**ASSIGNED TASK 1**
According to the PALM-SEA project overview, how many core tasks structure the project's research?
**ASSIGNED TASK 2**
Write the next part of the PALM-SEA project overview, starting after its final sentence.

**GIVEN TEXT**

+===+

Project Overview
The PALM-SEA project is dedicated to the digital preservation and analysis of historical palm leaf manuscripts from Southeast Asia. These manuscripts are invaluable cultural artifacts, containing centuries of knowledge on topics ranging from religious texts and historical records to literature and traditional medicine. However, their organic nature makes them highly susceptible to degradation, posing a significant risk to this heritage.
Our project addresses this challenge by creating the largest publicly available, multi-script dataset of palm leaf manuscripts, featuring scripts like Sundanese, Balinese, and Khmer. We develop and benchmark advanced computational methods for critical tasks such as document enhancement, isolated glyph classification, and full text recognition. By creating robust digital tools, we aim to unlock the rich information held within these manuscripts for scholars, historians, and future generations.
Project Tasks & Details
Our research is structured around four core tasks, each addressing a specific challenge in the digital analysis of palm leaf manuscripts. Explore the details for each task below.

+===+

**INFORMATION SHOWN**
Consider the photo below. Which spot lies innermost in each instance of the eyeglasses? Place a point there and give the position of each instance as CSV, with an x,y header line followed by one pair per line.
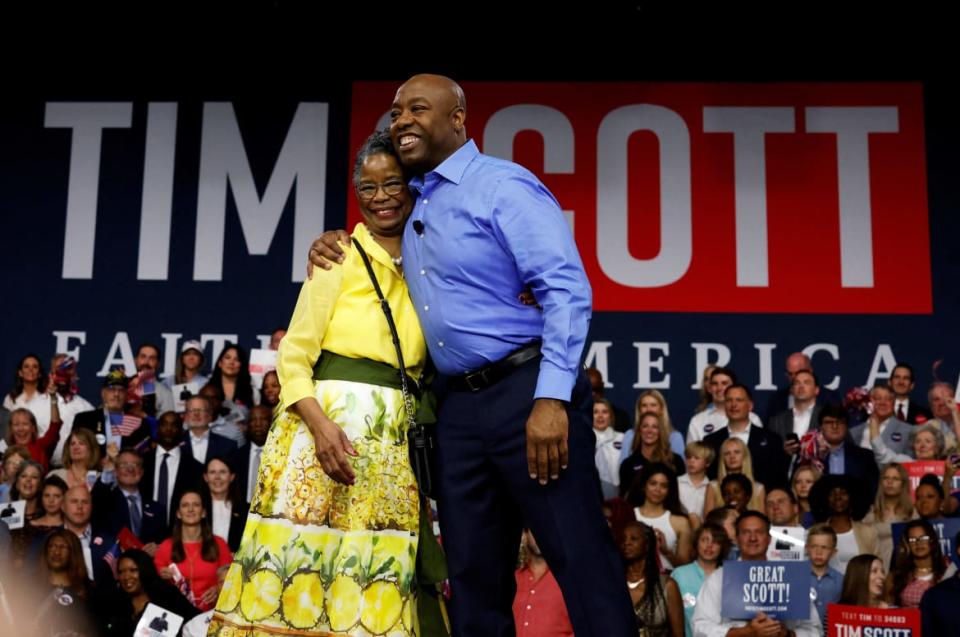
x,y
366,192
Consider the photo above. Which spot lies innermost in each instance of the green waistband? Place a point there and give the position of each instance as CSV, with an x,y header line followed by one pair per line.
x,y
333,366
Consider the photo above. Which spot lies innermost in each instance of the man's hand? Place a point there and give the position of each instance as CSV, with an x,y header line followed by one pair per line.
x,y
332,447
326,249
763,626
547,430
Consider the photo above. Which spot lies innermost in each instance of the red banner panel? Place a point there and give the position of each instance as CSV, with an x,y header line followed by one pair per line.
x,y
781,197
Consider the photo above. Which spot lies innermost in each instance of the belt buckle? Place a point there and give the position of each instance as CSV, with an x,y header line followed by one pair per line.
x,y
481,375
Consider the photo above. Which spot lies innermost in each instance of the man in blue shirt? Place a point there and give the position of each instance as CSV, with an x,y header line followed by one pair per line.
x,y
514,446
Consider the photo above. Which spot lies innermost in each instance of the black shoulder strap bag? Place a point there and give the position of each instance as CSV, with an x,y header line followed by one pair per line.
x,y
420,440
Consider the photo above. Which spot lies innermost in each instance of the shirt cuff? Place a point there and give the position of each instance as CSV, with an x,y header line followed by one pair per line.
x,y
555,383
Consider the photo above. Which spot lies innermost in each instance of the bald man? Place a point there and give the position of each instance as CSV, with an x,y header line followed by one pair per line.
x,y
514,445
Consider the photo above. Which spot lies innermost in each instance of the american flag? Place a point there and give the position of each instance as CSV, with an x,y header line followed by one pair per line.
x,y
112,556
127,426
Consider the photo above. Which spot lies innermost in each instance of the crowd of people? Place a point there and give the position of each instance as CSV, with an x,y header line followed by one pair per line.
x,y
131,502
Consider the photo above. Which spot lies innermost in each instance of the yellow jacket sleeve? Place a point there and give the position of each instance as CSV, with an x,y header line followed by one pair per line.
x,y
300,347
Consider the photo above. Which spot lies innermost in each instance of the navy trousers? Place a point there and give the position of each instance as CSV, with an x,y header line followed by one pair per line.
x,y
486,497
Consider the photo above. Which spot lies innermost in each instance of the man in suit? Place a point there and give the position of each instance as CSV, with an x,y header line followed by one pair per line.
x,y
895,432
845,456
106,422
168,470
766,447
909,411
804,389
247,458
782,399
203,443
76,509
118,502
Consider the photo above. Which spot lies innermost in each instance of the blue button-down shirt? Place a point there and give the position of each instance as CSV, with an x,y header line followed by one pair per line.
x,y
828,589
490,229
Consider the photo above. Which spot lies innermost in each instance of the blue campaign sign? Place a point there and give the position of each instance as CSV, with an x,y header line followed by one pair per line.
x,y
779,589
946,529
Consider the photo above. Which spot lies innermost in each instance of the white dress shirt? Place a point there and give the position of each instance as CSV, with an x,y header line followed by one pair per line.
x,y
173,463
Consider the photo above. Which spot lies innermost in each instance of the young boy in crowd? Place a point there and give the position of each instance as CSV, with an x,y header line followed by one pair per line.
x,y
693,484
826,582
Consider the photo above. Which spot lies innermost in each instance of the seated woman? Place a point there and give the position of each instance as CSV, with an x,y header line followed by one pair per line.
x,y
802,481
651,445
864,583
735,458
24,432
655,596
656,501
139,584
66,605
51,500
651,401
607,455
710,545
926,441
221,497
13,457
891,505
193,552
839,501
81,460
919,564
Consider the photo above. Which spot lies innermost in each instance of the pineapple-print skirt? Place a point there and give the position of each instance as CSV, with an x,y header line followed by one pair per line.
x,y
319,557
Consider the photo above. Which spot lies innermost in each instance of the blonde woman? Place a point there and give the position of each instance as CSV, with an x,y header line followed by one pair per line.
x,y
650,445
802,481
734,458
651,401
892,505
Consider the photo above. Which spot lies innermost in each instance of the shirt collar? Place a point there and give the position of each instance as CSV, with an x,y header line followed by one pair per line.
x,y
451,168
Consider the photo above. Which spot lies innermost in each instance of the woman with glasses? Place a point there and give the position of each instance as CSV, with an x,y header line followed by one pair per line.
x,y
333,528
919,564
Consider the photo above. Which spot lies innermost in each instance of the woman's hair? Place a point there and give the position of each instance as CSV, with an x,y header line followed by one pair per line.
x,y
719,536
209,551
703,394
903,562
150,581
637,494
379,143
747,467
272,372
856,582
15,490
651,571
86,437
18,382
904,508
244,391
233,491
610,411
33,422
938,438
664,412
661,451
76,568
179,374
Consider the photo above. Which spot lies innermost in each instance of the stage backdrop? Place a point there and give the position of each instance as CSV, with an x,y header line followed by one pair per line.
x,y
730,223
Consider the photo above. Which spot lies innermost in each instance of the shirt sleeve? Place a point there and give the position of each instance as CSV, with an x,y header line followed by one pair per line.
x,y
528,220
300,347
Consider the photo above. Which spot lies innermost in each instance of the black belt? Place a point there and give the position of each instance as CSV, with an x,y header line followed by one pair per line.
x,y
494,372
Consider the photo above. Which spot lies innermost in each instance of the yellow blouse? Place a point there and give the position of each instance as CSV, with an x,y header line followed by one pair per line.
x,y
338,311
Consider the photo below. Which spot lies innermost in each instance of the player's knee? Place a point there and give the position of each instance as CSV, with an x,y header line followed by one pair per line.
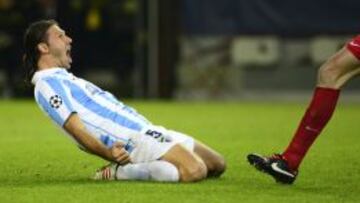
x,y
329,73
220,167
194,172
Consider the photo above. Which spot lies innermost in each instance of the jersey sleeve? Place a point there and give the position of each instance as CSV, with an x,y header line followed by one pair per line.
x,y
54,99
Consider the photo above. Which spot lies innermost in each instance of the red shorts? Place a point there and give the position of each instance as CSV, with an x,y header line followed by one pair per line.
x,y
354,46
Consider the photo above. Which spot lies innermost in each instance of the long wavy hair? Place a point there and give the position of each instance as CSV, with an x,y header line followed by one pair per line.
x,y
36,33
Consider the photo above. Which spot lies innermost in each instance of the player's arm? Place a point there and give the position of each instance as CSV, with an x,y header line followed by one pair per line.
x,y
76,128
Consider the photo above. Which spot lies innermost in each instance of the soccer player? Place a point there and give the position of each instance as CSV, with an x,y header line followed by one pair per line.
x,y
332,76
104,126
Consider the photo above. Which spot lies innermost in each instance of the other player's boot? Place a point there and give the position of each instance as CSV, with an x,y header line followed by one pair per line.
x,y
107,172
274,165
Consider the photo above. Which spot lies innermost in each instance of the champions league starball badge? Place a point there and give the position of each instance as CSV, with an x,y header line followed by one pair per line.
x,y
55,101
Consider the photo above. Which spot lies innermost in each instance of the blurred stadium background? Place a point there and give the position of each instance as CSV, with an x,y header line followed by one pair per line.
x,y
187,49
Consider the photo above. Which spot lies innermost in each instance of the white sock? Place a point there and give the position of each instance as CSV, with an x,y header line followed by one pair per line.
x,y
156,170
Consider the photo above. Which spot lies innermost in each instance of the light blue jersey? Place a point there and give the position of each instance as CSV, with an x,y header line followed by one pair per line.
x,y
59,94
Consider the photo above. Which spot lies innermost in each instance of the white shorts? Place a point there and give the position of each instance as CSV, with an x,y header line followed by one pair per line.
x,y
155,141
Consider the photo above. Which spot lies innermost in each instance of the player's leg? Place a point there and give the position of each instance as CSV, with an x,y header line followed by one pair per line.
x,y
155,170
214,162
191,167
332,76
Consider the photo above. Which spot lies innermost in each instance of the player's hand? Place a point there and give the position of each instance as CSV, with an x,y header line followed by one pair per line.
x,y
119,154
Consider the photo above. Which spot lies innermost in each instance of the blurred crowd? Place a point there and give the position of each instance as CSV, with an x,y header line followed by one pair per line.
x,y
102,33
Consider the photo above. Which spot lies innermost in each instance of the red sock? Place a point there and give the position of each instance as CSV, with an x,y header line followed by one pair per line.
x,y
316,117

+===+

**WRITTEN RESPONSE 1**
Four.

**WRITTEN RESPONSE 2**
Manuscript Collections
Sundanese Manuscripts
Originating from West Java, these manuscripts are written in the Old Sundanese script. The collection showcases the script's distinct rounded letterforms and complex ligatures. Key challenges include high character shape variability due to natural wear and the presence of overlapping text lines, requiring advanced image enhancement.
Balinese Manuscripts
From Bali and Lombok, these texts cover a rich array of topics. The intricate Balinese script features a mix of base consonants and vowel diacritics, creating complex ligatures and stacked forms. The presence of decorative elements intertwined with the script complicates segmentation and recognition.
Khmer Manuscripts
From Cambodia, these use one of the oldest scripts in Southeast Asia. The Khmer script is known for its curvilinear shapes and unique subscript characters, adding complexity to the text structure. Many manuscripts are severely degraded, with faint or fragmented characters requiring specialized restoration techniques.
Mixed Script Dataset
This collection combines samples from all three scripts to enable robust multi-script analysis, script identification, and cross-lingual studies. It is curated to include variations in script styles and degradation patterns, simulating real-world challenges and fostering the development of generalized models.
Publications
Multi-low resource languages in palm leaf manuscript recognition: Syllable-based augmentation and error analysis
Nimol Thuon, et al. (2025). Pattern Recognition Letters,.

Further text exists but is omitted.